Zakończyły się Auto Bruno Międzynarodowe Mistrzostwa Polski w klasie Micro rozegrane w Szczecinie na jeziorze Dąbie z bazą w Centrum Żeglarskim.
Mistrzem Polski, wygrywając 12 z 13 wyścigów została załoga: Piotr Tarnacki, Grzegorz Banaszczyk i Bartosz Mąkała na jachcie POL77 Roca-STAWO. Kolejne miejsca zajęły załogi POL101 - Tomasz Brzozowski, Paweł Choroba i Ewa Bartosiewicz oraz POL333 Daniel Dołęga, Joanna Mariańska i Krzysztof Mariański. Załoga POL333 dodatkowo wygrała w kategorii Racer a w kategorii Cruiser triumfowała załoga POL88 w składzie Paweł Twarowski, Mirosław Zając i Matej Hajducik.

**POLECENIE**
Proszę dopisać dalszy ciąg tekstu o mistrzostwach Polski w klasie Micro, zaczynając od miejsca, w którym się kończy. Pozycje pochodzą z innego źródła.

(Pozycje zbioru danych do wskazywania)
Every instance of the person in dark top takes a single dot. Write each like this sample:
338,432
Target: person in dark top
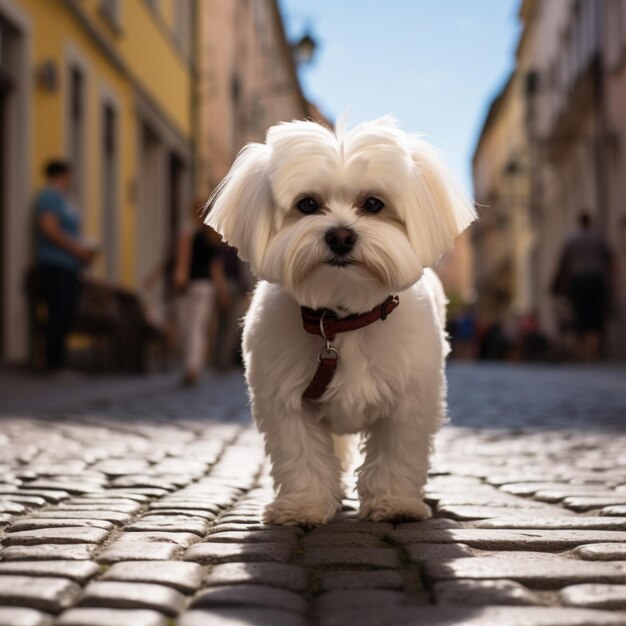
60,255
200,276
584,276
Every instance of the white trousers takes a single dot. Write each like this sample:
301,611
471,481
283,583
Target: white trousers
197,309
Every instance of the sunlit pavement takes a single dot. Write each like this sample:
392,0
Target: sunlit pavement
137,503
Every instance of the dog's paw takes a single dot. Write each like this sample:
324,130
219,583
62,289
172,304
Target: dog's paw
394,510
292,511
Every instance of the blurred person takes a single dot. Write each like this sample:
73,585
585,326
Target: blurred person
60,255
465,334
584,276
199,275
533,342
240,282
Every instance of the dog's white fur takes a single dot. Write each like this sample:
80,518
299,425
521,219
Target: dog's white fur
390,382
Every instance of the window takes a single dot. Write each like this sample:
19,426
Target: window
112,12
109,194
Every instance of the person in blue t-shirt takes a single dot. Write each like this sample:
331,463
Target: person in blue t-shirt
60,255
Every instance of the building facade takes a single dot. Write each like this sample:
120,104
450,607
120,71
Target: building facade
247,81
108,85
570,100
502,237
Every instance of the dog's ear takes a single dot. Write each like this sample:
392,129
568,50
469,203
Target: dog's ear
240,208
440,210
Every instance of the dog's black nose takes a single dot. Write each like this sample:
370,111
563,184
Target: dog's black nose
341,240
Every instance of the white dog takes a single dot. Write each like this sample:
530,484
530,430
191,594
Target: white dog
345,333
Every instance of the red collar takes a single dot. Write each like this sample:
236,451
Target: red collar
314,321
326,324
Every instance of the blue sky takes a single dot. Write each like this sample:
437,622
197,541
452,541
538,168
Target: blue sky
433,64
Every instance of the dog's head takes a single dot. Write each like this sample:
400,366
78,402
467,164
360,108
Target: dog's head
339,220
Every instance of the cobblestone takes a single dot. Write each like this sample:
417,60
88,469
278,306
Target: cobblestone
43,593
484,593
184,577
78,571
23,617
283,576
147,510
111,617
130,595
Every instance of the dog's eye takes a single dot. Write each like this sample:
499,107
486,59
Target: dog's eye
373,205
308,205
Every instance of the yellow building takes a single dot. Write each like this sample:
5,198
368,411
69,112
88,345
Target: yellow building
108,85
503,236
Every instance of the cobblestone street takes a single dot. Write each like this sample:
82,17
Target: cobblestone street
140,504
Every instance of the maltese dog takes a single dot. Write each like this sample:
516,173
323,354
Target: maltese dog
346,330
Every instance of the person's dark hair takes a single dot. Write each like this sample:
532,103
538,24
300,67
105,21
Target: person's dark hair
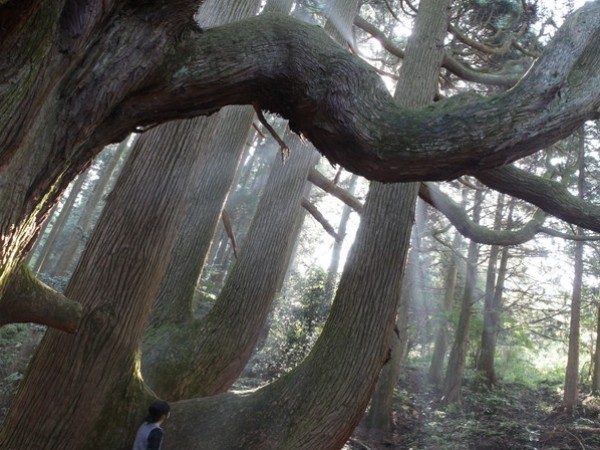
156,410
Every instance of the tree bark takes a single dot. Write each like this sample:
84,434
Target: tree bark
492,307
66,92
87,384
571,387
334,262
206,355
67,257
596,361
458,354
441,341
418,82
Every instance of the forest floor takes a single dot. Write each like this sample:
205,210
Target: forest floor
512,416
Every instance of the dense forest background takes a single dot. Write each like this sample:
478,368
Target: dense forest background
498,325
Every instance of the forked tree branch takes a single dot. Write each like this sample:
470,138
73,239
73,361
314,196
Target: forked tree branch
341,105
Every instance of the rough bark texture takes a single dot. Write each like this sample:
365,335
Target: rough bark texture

**WYNIK**
Na starcie regat pojawiło się 15 załóg, co jest najlepszym wynikiem w klasie od dłuższego czasu, oby był to dobry prognostyk na kolejne lata. W ciągu 3 dni regat rozegrano aż 13 wyścigów co jest rekordem w klasie. Dodatkowo były one bezpośrednio sędziowane z wody przez arbitrów, po raz pierwszy w regatach mniejszej rangi niż Mistrzostwa Świata.
- Jestem bardzo zadowolony ze startu. Dla nas był to doskonały trening przed zbliżającymi się Mistrzostwami Świata. Rzadko można przepłynąć tak wiele wyścigów w trymie regatowym w 3 dni. Gratulacje dla komisji i organizatorów. Impreza zorganizowana na super poziomie, świetna atmosfera, świetny pomysł z sędziowaniem na wodzie ale musimy się tego wszyscy nauczyć bo to dla nas nowe doświadczenie. Ale w tym kierunku idzie ścigania i dobrze że mamy to w Polsce - podsumował Piotr Tarnacki, wielokrotny Mistrz Świata i Mistrz Polski w klasie Micro.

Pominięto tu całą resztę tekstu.